Knowing Benjamin Britten
By David Hoose
Too much inquiring after the sources of things is dangerous.
We should rather concentrate on phenomena as given realities. – Goethe
Do we have to know the composer to love the music? Must the details of the composer’s life—family, religion, politics, social history, visual images, prose writings and speeches—be in our mind for the music to come alive? Put another way, is possible to hear, really hear, a Dufay motet, a Bach cantata or the Schoenberg De profundis, without knowing anything about the composer as a person?
Music lovers and performers (most of whom continue to be music lovers) do find their listening nourished if the composer is, somehow, a living, breathing being (though few would think it impossible to love the music of a 16th century composer just because it’s impossible to know his life, struggles, loves and beliefs). When we can find a personal connection, our hearing of that ephemeral and profoundly expressive language is enlivened and deepened.
Much of Cantata Singers’ focus on Kurt Weill strove to uncover the music through the person, and the person through the music. By the end of last season, those of us who followed the year’s offerings in music, pictures, and words began to sense him fairly well. Foremost, it was the wide array of music we all heard—early and late, vocal and instrumental, light-hearted and tough, political and religious, modest and grand—that opened up this composer whom we may have previously known through only one or two pieces. But much of our connection also developed from a sharpened sense of Weill as a person—the Jew forced to leave his home to avoid persecution or likely worse, the man who rejected his own early music as elitist in favor of a populist style. And his pointed words, thoughtful, pained, heart-breaking, or just plain petty, envious and nasty. And those intense photographs! Somehow, everything we absorbed about the mercurial Weill grew into a fairly rich and nuanced picture.

Data listing:

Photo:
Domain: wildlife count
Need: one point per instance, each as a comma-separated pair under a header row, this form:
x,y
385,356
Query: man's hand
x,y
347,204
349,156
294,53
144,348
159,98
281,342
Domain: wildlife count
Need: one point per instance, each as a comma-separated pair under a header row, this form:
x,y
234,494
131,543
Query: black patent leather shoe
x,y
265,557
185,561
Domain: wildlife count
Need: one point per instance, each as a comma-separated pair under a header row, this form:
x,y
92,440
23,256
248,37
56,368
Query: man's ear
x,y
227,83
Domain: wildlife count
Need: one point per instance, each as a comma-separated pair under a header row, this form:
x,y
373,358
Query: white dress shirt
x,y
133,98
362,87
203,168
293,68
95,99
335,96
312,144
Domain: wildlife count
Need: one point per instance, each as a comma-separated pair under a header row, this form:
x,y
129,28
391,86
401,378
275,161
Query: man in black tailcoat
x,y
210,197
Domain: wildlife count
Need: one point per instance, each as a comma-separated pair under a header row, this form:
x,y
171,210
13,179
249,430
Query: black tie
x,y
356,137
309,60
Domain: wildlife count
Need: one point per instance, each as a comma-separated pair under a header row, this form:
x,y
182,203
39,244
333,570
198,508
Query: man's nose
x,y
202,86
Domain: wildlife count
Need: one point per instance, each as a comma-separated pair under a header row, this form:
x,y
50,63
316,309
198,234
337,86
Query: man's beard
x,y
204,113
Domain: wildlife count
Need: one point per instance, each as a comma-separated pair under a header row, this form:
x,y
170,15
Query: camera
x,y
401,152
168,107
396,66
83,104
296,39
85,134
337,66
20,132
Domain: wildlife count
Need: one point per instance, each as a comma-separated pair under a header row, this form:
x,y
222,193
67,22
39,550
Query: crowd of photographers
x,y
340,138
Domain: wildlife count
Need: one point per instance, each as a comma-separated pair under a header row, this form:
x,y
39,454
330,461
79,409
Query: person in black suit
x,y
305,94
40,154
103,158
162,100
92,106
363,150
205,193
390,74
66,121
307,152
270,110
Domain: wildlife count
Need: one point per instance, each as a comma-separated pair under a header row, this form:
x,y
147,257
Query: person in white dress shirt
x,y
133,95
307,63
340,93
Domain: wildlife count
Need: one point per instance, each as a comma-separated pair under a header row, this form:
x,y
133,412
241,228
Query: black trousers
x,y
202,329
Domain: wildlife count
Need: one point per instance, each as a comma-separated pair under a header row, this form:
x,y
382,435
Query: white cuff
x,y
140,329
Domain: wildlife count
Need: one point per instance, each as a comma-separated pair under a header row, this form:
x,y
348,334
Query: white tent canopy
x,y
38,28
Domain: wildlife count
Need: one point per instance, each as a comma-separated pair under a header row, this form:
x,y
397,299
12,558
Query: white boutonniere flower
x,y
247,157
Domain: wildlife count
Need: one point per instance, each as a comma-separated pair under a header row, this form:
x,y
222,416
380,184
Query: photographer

» **SET PROBLEM**:
Duplicate the passage of the essay on knowing Benjamin Britten from "Knowing Benjamin Britten" to "as a person?". The items are not needed for any of the work here.

» **SOLUTION FOR THIS PROBLEM**:
Knowing Benjamin Britten
By David Hoose
Too much inquiring after the sources of things is dangerous.
We should rather concentrate on phenomena as given realities. – Goethe
Do we have to know the composer to love the music? Must the details of the composer’s life—family, religion, politics, social history, visual images, prose writings and speeches—be in our mind for the music to come alive? Put another way, is possible to hear, really hear, a Dufay motet, a Bach cantata or the Schoenberg De profundis, without knowing anything about the composer as a person?